The mountain pygmy possum is a small marsupial (mammal whose young continue to develop after birth in a pouch on the outside of the mother’s body). It has an average head and body length of 4 to 5 inches (10 to 13 centimeters) and weight of just 1 to 2 ounces (28 to 57 grams).
Its 5.5–inch (14–centimeter) tail is prehensile, meaning it can hold onto items such as tree limbs by wrapping around them. The animal is covered with brownish gray fur that ends at the base of its tail.
Nocturnal (active during the night), the mountain pygmy possum forages on the ground and in trees for seeds, fruit, leaves, and insects. It is the only marsupial that stores seeds for use during the winter.
Male and female mountain pygmy possums mate in late October and early November. After a gestation (pregnancy) period of only 13 to 16 days, a female mountain pygmy possum gives birth to a litter of four. The young remain in the mother’s pouch for at least three weeks and are nursed for up to nine weeks.

[Data extracts]
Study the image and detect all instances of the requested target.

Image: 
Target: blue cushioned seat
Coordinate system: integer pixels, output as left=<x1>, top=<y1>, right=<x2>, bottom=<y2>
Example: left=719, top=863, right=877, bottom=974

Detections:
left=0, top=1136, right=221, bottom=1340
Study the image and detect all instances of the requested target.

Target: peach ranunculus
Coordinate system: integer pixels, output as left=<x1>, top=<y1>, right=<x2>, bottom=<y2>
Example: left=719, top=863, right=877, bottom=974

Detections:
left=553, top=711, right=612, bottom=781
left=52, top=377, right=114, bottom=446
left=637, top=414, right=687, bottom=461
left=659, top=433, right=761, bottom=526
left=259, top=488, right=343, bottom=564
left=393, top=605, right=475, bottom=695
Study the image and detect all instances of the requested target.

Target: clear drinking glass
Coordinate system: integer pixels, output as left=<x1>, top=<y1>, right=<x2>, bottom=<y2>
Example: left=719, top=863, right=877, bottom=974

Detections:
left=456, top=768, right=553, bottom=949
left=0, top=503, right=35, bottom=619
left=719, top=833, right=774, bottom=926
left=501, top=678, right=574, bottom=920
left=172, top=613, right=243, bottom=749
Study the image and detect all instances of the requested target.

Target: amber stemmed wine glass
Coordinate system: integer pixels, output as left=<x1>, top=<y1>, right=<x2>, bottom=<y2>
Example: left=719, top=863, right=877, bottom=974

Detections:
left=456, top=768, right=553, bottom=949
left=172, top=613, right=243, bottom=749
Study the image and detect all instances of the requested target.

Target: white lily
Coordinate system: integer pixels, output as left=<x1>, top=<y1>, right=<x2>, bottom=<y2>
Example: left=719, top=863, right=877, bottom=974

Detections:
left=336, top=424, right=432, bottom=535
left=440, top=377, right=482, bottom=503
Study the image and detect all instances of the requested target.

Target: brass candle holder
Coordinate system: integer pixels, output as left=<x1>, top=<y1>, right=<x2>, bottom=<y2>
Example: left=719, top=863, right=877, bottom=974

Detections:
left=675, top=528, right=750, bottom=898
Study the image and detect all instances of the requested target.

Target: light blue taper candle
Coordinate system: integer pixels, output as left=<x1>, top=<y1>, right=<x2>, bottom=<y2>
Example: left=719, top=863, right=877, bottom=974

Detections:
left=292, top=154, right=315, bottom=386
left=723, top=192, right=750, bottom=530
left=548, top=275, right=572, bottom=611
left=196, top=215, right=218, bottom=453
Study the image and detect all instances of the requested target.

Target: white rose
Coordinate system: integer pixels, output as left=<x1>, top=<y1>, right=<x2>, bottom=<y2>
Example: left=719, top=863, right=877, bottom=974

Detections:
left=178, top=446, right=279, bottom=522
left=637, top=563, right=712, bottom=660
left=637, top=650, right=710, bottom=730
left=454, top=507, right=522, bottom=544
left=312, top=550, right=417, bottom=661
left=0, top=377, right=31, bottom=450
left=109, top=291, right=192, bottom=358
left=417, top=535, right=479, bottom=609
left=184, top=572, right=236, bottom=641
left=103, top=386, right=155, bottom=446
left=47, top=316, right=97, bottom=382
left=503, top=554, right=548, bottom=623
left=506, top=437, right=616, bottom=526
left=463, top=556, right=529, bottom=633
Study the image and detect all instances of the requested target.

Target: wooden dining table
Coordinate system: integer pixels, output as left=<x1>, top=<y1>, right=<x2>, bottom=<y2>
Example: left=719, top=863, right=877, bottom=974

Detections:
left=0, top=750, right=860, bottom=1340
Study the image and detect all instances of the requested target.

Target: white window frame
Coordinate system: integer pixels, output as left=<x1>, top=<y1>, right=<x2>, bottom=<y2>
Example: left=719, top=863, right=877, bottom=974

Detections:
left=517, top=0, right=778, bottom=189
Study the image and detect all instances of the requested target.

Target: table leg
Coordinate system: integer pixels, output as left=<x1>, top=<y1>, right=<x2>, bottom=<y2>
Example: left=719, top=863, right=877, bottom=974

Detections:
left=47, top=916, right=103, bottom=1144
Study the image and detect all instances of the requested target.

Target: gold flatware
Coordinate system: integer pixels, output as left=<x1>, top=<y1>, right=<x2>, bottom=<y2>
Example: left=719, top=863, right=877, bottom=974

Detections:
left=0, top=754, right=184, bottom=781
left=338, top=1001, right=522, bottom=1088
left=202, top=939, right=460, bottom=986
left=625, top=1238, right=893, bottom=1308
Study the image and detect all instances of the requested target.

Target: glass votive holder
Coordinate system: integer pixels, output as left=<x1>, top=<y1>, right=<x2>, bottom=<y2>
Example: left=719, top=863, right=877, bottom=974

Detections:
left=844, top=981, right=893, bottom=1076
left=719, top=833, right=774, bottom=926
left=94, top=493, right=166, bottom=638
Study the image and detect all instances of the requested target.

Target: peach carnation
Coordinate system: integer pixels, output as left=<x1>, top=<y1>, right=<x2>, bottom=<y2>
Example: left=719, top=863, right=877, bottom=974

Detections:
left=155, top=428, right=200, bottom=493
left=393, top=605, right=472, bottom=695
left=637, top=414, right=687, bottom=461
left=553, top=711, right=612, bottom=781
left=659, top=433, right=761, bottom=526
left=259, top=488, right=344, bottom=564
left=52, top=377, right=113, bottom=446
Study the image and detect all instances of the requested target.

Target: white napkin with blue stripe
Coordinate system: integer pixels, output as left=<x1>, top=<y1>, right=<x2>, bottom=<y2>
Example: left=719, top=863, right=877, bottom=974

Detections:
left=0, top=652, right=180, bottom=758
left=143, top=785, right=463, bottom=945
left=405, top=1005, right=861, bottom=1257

[Task list]
1: Copy the stretch of the possum text from "Its 5.5–inch (14–centimeter)" through "of its tail.", substituting "reddish brown" for "brownish gray".
2: Proceed with the possum text, writing on from its final sentence.
The entries have no connection to the possum text.

[Answers to the exercises]
1:
Its 5.5–inch (14–centimeter) tail is prehensile, meaning it can hold onto items such as tree limbs by wrapping around them. The animal is covered with reddish brown fur that ends at the base of its tail.

2:
Habitat and current distribution
Mountain pygmy possums inhabit the mountains of eastern Victoria and southeastern New South Wales in Australia. The animals are most often found at elevations between 5,000 and 6,000 feet (1,525 and 1,830 meters), living among the loose stones or rocky debris at the base of a slope or cliff. Biologists (people who study living organisms) believe around 900 of these animals exist in the wild.
History and conservation measures
The main threat to the mountain pygmy possum is habitat destruction caused by the development of ski resorts. It is also preyed upon by cats and foxes.
Mountain pygmy possums are protected in the Bogong National Park in Victoria and the Mount Kosciusko National Park in New South Wales.